Text block
══════════════════════════════

- Conference: Independent
- Record: 4–7
- Head coach: Sam Rutigliano (11th season);
- Home stadium: Williams Stadium

= 1999 Liberty Flames football team =

American college football season

The 1999 Liberty Flames football team represented Liberty University as an independent during the 1999 NCAA Division I-AA football season. Led by 11th-year head coach Sam Rutigliano, the Flames compiled an overall record of 4–7. Liberty played home games at Williams Stadium in Lynchburg, Virginia.

══════════════════════════════

Data records
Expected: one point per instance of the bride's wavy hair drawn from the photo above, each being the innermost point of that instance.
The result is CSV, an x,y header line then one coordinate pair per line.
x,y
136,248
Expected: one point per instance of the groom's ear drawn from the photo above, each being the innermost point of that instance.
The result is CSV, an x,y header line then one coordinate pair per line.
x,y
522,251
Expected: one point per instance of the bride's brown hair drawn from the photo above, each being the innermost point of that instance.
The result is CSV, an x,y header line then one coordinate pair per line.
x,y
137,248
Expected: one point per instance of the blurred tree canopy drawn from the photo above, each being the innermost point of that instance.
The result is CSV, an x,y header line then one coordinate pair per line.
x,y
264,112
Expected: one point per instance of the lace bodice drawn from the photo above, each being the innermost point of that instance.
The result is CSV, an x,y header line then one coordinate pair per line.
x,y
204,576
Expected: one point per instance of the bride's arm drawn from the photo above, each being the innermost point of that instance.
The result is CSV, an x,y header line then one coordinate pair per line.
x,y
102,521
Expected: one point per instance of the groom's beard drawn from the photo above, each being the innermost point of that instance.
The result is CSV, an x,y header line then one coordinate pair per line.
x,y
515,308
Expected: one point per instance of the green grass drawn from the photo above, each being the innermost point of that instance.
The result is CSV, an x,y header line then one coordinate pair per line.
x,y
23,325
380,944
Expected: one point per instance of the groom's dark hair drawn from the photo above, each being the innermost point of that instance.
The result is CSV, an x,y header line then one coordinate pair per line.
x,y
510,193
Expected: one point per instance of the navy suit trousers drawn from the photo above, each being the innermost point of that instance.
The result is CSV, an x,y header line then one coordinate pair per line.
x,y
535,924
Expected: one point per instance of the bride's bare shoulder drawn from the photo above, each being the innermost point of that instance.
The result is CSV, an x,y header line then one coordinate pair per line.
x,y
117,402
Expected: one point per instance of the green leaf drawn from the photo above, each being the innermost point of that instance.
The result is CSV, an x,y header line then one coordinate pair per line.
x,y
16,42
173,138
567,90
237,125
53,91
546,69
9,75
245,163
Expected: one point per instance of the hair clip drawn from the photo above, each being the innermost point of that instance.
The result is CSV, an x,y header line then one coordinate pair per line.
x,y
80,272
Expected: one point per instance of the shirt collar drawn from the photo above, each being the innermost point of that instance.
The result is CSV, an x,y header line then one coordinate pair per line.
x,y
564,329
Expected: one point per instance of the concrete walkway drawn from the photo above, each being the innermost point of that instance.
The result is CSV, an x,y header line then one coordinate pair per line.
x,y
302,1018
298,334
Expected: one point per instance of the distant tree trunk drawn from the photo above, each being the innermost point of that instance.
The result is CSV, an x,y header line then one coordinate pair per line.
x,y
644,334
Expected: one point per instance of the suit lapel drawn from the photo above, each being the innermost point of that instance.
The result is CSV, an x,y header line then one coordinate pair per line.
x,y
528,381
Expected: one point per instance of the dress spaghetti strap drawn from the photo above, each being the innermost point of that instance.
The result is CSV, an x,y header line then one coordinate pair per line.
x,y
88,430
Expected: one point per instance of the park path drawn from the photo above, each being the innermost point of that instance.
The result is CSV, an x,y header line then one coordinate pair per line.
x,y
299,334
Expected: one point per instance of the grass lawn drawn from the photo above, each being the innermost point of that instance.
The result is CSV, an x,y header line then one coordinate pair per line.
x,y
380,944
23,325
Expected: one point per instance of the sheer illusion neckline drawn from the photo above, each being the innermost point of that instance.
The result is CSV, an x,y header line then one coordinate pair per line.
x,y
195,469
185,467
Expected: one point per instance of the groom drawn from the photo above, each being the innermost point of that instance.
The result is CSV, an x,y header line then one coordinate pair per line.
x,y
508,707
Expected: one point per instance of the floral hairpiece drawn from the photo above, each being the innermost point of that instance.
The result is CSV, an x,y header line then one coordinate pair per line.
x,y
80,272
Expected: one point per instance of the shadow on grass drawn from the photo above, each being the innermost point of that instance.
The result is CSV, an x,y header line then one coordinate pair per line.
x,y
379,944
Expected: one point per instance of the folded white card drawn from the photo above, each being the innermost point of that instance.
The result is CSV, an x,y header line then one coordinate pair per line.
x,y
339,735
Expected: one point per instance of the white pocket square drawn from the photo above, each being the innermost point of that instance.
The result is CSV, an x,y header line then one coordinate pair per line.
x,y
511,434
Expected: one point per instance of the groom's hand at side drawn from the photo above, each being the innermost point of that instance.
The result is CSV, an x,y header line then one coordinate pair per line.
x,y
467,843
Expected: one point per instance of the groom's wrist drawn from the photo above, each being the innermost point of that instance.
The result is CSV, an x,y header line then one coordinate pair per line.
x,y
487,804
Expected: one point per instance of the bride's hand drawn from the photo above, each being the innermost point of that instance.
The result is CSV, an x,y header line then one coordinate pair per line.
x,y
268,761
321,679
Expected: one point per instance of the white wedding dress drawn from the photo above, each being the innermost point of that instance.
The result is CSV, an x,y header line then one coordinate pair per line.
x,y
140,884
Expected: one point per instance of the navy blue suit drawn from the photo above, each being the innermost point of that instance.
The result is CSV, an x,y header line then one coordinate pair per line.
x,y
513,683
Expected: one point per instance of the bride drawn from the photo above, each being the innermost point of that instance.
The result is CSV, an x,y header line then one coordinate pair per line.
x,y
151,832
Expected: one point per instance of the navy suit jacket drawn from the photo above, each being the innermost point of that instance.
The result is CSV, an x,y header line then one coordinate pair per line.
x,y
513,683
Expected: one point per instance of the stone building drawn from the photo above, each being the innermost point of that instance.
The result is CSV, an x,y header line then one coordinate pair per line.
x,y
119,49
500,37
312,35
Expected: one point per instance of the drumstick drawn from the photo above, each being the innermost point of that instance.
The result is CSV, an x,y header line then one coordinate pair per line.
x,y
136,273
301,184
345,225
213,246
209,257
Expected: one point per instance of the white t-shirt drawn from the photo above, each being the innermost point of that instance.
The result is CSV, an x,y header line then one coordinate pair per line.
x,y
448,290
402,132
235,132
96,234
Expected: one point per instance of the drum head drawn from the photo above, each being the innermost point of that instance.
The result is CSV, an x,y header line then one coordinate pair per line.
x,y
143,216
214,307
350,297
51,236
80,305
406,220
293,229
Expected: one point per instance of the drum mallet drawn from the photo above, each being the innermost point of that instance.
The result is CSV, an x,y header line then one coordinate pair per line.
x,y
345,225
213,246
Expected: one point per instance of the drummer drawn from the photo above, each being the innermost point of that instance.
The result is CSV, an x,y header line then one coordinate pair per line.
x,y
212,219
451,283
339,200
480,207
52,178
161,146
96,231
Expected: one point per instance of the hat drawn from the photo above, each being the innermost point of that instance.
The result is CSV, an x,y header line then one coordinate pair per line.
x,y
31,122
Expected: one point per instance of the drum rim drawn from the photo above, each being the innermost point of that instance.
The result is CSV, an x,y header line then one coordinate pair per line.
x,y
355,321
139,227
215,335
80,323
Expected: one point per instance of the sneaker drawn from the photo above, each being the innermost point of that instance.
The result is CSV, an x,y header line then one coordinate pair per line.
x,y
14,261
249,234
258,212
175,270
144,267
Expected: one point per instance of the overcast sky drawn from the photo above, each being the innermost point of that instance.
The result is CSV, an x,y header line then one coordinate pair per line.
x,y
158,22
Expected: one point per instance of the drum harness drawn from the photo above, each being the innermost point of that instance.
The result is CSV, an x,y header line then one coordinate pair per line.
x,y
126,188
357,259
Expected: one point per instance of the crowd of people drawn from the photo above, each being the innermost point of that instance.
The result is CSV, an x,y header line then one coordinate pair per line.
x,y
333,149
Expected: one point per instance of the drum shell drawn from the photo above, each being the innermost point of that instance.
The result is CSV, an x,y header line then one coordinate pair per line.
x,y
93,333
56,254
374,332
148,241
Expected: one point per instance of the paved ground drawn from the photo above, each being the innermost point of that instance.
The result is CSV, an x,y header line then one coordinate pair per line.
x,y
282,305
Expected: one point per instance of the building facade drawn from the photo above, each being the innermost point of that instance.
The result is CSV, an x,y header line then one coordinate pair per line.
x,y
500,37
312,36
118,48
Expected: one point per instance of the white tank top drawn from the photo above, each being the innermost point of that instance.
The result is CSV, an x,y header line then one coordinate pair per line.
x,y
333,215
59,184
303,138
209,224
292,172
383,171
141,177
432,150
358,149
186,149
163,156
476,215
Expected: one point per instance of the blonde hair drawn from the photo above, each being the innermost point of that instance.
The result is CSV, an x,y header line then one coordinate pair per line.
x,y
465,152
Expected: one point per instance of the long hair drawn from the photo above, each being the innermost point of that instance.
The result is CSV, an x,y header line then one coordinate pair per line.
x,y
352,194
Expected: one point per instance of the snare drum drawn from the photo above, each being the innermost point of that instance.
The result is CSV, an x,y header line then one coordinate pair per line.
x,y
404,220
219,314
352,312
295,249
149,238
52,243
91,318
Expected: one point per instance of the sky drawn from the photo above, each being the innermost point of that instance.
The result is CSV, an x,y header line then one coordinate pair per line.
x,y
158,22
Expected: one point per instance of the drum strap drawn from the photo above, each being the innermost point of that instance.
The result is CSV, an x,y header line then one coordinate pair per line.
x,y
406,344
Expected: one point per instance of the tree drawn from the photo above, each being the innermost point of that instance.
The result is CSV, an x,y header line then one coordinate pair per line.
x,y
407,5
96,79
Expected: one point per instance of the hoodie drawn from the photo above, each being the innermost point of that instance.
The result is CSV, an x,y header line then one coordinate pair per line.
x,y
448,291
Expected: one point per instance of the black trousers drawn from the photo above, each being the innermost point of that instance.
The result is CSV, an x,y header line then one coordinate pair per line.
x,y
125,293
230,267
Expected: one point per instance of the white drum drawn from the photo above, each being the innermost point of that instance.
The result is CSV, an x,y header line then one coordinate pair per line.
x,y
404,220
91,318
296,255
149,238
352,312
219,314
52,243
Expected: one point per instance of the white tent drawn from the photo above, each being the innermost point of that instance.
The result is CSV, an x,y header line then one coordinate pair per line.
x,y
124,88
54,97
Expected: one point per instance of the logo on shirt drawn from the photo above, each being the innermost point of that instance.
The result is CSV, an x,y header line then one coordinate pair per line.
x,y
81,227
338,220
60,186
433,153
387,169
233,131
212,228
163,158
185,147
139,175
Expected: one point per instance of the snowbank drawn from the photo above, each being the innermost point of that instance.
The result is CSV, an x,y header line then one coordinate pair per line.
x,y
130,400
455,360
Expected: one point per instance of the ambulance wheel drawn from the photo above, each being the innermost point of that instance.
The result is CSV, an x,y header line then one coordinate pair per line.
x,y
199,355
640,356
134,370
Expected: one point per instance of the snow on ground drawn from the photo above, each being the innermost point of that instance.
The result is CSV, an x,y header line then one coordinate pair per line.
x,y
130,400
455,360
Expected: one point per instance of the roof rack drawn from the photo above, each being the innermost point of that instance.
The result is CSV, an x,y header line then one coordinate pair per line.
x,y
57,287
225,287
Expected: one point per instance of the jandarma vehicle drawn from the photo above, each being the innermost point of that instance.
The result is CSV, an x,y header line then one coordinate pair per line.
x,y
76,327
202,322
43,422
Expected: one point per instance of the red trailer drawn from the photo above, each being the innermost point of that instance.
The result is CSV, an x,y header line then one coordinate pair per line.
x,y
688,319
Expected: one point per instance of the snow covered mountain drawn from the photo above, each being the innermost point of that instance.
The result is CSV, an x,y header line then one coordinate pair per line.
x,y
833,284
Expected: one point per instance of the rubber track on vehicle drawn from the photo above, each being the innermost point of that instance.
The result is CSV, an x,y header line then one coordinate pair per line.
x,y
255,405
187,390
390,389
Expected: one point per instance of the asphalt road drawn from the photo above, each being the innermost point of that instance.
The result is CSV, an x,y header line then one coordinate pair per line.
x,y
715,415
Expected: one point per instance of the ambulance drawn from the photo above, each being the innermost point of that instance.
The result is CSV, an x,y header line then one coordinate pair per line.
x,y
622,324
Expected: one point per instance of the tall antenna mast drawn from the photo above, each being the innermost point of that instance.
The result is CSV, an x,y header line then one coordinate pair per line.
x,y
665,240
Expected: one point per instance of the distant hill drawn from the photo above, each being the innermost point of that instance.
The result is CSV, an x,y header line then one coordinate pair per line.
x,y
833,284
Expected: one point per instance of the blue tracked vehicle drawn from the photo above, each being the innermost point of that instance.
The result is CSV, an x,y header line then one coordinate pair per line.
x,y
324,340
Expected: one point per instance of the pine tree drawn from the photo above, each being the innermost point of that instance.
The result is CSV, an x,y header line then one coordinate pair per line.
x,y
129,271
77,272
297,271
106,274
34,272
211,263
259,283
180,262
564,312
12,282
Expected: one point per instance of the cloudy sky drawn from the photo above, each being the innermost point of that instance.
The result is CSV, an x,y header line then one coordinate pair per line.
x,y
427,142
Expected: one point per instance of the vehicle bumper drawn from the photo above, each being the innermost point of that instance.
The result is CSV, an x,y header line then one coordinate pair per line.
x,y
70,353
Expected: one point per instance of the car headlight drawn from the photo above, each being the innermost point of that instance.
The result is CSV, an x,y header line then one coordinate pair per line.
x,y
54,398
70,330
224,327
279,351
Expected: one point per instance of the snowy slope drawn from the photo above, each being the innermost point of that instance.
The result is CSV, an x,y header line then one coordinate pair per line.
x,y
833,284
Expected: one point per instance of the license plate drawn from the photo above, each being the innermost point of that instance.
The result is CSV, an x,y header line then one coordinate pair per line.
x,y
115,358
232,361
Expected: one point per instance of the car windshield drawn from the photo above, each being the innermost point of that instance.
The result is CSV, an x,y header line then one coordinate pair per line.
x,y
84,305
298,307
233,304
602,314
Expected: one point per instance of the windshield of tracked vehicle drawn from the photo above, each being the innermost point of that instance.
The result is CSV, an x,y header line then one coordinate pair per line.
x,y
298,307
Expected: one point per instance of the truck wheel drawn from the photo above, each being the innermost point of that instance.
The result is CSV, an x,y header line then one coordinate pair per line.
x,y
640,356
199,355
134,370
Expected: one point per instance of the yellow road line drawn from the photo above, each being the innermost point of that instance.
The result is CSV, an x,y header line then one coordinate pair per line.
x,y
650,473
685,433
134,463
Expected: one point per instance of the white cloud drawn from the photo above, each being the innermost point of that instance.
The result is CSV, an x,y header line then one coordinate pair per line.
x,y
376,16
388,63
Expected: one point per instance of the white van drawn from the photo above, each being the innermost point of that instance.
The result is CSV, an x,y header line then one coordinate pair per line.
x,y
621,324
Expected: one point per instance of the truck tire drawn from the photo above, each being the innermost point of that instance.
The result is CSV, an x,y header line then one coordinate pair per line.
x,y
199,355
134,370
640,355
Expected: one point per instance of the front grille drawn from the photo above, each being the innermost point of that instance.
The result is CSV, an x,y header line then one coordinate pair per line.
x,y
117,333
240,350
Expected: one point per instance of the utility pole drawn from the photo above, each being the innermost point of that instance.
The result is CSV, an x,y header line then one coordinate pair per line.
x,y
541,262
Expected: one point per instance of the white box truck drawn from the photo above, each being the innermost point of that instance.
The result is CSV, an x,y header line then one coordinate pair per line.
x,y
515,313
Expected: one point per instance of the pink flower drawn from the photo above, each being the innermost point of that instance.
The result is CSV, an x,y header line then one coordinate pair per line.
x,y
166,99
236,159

══════════════════════════════

Work to complete
Please answer these questions using the Liberty Flames text above the records:
(a) What conference is listed for the team?
(b) In which city and state did Liberty play its home games?
(c) What overall record did the Flames compile in 1999?

Finished exercise
(a) Independent
(b) Lynchburg, Virginia
(c) 4–7